START RAW RECORDS
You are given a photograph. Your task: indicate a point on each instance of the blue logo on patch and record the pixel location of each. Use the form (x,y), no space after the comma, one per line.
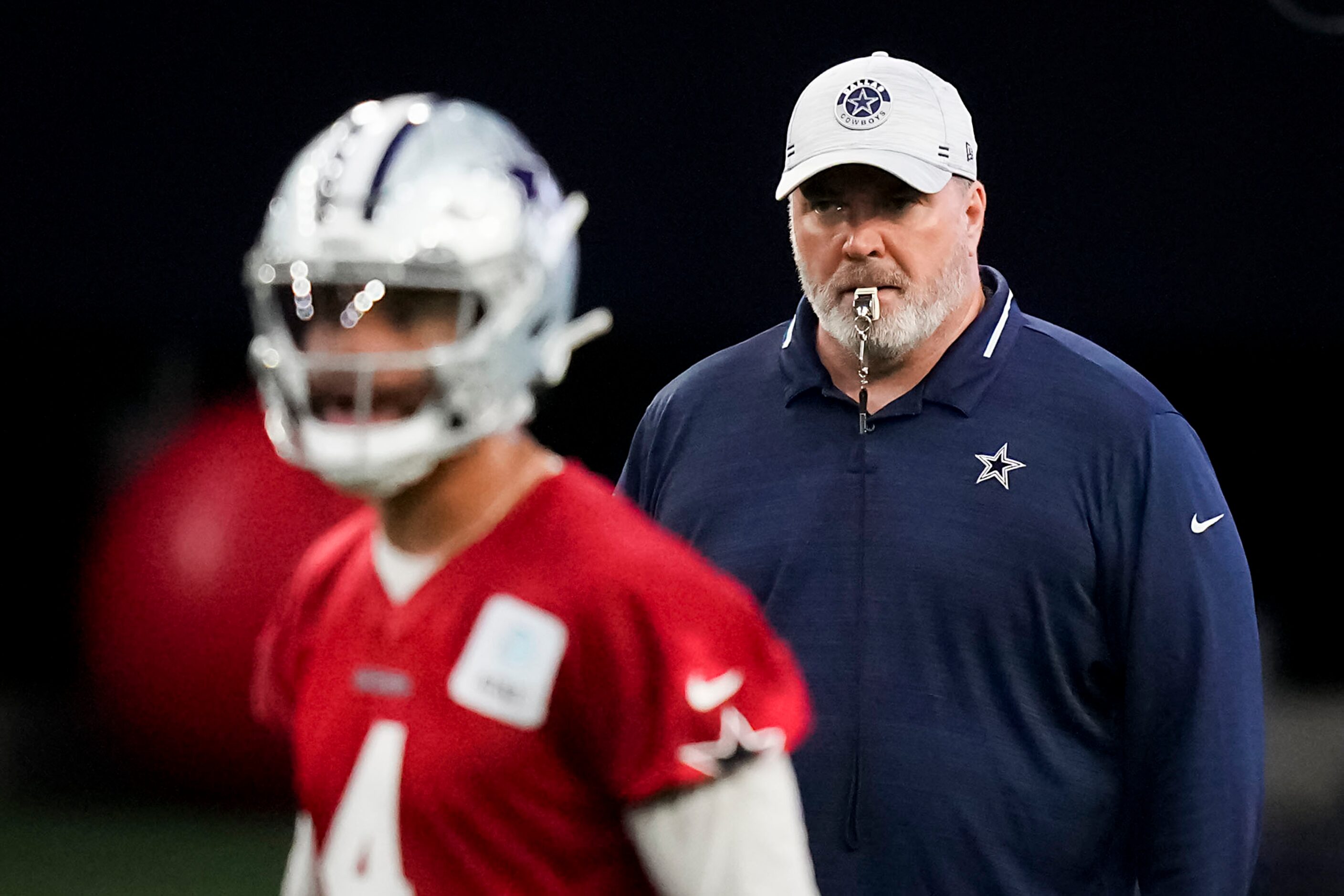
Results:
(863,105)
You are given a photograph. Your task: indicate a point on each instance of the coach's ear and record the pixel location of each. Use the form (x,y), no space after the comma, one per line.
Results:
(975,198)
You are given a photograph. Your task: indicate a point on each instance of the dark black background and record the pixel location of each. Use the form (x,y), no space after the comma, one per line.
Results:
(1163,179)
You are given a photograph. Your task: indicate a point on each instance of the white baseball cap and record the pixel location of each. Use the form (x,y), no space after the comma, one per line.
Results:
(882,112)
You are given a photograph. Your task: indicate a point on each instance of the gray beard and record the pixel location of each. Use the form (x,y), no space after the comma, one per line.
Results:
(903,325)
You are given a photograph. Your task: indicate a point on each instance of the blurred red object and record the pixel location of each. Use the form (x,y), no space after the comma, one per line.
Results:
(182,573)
END RAW RECORDS
START RAW RECORDS
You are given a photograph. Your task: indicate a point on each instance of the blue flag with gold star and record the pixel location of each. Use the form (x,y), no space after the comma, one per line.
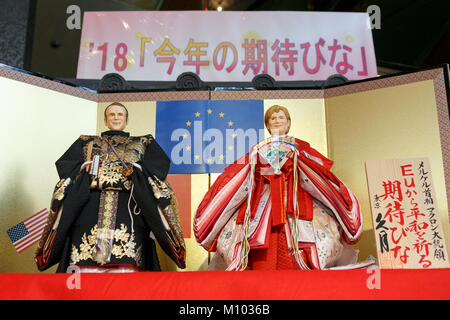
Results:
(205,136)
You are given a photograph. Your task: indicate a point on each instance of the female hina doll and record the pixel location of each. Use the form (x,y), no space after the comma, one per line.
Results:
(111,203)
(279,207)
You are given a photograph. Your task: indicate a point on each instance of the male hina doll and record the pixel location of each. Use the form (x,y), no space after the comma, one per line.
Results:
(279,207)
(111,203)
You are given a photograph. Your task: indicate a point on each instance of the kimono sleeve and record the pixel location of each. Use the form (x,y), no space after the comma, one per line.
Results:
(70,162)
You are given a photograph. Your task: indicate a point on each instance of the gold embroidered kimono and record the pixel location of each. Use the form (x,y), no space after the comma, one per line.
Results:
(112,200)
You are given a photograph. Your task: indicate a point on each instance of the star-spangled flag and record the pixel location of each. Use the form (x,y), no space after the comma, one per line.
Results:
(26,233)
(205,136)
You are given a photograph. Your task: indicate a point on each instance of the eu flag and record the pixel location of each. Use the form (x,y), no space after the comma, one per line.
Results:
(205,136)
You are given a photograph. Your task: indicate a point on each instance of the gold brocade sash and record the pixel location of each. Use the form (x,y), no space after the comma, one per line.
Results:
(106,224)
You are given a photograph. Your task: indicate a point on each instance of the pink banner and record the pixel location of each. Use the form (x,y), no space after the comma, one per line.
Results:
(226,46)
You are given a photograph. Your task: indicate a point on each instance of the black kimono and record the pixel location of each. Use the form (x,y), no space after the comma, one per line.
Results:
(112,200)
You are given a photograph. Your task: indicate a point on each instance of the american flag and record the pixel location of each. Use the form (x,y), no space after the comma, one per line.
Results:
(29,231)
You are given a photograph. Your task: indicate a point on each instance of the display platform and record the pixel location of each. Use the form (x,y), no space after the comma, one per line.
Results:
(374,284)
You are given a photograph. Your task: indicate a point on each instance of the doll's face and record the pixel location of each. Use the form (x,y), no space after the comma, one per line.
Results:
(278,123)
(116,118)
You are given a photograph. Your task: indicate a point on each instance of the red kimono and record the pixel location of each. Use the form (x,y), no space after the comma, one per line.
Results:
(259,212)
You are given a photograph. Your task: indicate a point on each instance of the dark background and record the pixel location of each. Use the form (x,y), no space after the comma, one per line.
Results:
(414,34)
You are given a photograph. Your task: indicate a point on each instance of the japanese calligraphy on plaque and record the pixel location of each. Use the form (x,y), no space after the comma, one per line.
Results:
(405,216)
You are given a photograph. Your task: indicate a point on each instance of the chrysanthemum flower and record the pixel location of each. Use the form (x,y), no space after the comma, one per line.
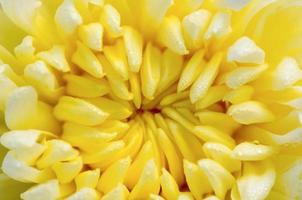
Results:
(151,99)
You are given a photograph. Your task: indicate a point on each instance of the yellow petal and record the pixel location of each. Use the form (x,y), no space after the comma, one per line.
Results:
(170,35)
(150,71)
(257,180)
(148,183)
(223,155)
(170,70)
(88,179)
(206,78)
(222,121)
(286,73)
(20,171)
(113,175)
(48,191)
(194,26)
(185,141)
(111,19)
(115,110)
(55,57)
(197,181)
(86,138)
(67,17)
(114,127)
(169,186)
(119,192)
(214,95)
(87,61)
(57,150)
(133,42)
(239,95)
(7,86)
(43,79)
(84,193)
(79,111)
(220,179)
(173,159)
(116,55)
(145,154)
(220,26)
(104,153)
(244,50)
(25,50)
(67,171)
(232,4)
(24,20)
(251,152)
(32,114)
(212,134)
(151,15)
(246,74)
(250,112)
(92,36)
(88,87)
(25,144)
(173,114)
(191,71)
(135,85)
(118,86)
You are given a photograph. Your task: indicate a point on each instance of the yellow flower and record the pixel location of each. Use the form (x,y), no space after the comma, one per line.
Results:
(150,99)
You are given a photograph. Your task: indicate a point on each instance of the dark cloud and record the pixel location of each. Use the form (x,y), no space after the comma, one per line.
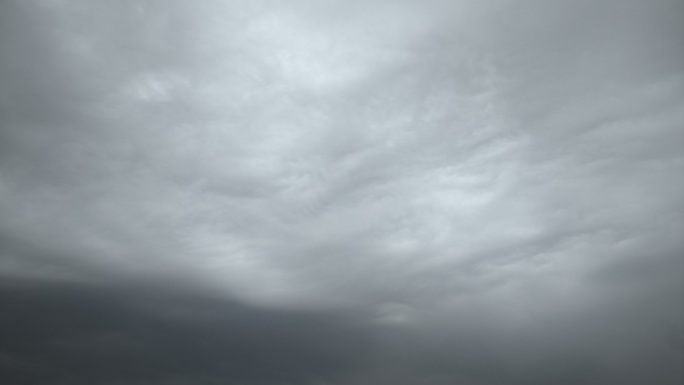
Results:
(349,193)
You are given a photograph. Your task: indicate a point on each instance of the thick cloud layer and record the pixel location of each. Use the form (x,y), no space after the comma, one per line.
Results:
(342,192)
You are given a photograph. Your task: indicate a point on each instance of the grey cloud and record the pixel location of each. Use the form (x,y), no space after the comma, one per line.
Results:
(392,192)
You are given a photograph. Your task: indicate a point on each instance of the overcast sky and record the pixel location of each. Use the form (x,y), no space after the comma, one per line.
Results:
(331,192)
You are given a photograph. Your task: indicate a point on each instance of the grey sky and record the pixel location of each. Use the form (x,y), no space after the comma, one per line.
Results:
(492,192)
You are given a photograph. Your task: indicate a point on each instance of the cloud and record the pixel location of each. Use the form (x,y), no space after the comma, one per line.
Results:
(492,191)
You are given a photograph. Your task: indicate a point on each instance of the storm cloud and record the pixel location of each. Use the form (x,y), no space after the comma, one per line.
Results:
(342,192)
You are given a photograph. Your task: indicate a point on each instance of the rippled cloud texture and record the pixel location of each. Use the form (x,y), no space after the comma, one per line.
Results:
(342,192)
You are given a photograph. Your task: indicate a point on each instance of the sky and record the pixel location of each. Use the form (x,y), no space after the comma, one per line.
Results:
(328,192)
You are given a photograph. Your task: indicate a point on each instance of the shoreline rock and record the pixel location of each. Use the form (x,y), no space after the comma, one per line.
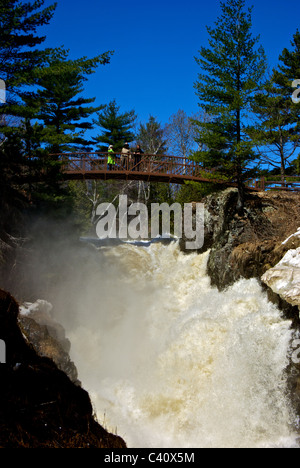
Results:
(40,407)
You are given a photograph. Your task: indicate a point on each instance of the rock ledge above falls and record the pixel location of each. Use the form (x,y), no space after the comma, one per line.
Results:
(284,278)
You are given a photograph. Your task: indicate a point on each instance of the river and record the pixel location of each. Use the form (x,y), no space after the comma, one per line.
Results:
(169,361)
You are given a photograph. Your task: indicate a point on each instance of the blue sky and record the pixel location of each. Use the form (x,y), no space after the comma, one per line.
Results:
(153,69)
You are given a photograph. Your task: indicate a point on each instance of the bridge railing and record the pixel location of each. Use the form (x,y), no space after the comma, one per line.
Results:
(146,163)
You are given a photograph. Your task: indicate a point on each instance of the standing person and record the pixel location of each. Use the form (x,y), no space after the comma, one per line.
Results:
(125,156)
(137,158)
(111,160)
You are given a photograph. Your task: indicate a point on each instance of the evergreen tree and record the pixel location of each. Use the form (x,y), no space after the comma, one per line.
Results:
END RAW RECORDS
START RAW RECORDS
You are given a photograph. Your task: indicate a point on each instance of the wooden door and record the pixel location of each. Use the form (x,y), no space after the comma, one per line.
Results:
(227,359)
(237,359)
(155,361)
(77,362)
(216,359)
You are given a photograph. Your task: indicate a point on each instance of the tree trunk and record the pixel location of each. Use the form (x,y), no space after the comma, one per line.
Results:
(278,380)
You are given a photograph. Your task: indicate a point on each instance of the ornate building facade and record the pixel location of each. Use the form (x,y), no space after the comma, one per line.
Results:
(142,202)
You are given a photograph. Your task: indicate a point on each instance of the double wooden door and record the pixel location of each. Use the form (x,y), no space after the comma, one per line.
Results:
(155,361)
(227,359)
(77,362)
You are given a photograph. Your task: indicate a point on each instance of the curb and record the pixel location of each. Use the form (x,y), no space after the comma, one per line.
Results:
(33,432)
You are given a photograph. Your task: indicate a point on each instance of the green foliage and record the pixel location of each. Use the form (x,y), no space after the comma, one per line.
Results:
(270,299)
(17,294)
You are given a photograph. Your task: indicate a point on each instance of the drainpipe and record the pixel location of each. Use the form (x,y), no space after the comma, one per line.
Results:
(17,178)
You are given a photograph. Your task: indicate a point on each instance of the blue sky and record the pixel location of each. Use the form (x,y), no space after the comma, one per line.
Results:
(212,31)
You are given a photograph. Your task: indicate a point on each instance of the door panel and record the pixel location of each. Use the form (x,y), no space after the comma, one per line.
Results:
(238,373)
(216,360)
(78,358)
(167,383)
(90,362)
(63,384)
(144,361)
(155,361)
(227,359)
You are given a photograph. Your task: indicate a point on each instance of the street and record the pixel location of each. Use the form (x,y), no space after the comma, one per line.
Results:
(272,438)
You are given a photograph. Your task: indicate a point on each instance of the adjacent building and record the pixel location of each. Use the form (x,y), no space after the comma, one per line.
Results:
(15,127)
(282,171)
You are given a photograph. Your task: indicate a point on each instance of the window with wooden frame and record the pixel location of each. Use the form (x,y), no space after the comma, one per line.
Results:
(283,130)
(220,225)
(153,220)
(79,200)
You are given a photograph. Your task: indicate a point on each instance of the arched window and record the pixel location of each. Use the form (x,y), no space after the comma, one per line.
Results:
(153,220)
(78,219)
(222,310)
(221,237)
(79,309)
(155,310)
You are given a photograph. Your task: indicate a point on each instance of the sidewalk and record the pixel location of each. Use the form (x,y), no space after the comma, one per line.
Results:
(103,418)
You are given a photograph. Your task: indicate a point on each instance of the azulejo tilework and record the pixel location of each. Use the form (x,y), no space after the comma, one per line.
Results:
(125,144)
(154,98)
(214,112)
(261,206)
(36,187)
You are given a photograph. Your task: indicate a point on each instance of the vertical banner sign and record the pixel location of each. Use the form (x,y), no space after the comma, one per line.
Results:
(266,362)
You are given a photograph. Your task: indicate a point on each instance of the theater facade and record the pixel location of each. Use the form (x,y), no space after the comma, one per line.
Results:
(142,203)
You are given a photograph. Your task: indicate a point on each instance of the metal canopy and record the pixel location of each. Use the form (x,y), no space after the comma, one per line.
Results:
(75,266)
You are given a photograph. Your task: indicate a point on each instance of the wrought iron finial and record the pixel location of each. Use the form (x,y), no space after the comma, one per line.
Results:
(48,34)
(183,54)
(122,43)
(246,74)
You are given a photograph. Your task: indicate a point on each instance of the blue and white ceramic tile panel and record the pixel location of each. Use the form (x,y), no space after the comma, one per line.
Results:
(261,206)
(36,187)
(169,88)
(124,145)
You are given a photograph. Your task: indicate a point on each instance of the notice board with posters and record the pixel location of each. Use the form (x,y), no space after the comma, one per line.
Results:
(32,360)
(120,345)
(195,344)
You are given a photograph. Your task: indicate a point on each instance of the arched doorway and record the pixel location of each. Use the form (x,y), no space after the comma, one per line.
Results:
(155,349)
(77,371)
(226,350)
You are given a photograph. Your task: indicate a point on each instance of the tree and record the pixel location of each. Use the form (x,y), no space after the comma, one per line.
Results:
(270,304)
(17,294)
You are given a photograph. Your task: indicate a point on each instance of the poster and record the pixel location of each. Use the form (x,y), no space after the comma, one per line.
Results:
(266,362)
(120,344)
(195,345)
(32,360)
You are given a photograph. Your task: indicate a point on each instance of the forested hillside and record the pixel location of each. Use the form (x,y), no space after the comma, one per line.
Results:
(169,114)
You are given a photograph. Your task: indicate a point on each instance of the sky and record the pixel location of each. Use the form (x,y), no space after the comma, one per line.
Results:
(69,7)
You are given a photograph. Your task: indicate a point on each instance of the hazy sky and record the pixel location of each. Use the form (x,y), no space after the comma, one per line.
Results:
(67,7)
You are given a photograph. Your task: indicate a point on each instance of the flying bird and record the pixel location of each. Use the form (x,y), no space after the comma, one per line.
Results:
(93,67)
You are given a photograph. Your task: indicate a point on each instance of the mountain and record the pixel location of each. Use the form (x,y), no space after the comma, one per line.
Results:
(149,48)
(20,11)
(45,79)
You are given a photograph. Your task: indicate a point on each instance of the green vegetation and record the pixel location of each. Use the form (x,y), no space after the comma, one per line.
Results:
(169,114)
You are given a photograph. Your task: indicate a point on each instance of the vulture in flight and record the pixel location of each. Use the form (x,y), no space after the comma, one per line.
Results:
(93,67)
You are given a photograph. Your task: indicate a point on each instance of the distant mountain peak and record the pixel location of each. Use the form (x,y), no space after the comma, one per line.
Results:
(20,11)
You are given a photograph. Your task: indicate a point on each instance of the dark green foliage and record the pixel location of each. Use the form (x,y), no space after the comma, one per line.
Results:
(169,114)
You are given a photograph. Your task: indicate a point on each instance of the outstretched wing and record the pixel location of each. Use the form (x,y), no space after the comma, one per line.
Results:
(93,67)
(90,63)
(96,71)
END RAW RECORDS
Pick out and copy each line of the records that contains the word "yellow". Uppercase and lowercase count as different letters.

You are given a photograph. Your task: indicate a point on each instance of the yellow petal and record the pixel location of each. Use the form (x,y), no space after the comma, one per line.
You are given a photograph. Your task: indicate a point on each instance of the yellow flower and record the pixel location of each. Use the form (x,y), no space after the comma, one per line.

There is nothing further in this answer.